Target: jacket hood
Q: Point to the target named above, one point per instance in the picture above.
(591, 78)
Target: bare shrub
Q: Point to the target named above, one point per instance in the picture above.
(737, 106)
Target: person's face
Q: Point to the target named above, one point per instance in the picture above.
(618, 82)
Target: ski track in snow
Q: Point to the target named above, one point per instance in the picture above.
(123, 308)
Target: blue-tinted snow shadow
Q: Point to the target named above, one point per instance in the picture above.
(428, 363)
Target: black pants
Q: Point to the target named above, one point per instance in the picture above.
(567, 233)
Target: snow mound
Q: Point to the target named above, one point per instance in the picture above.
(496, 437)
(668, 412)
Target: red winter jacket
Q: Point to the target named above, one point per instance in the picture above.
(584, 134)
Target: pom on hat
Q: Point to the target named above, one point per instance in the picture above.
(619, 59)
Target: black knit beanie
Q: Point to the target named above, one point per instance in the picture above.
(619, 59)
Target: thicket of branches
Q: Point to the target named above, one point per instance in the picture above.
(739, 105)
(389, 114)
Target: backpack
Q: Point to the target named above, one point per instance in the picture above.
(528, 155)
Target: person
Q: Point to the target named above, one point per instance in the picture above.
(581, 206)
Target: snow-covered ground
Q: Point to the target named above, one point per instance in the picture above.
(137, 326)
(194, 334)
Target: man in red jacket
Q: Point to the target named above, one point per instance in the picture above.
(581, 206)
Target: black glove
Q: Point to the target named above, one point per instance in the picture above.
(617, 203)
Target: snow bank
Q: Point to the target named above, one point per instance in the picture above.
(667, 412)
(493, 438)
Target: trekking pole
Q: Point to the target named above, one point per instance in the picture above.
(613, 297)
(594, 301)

--- --- ---

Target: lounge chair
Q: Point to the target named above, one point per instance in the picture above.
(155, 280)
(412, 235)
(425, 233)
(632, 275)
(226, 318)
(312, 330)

--- --- ---

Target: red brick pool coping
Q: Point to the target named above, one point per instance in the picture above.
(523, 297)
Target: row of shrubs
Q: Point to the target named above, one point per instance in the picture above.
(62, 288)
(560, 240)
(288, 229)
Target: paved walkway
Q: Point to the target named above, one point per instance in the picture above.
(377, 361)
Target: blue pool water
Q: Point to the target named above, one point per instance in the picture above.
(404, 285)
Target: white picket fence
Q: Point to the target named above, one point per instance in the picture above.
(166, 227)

--- --- ---

Work to complete: Pull out every line of the entries above that contains the string "pool", matching case exactly, and copy each one.

Final result:
Target: red brick pool coping
Target: blue pool water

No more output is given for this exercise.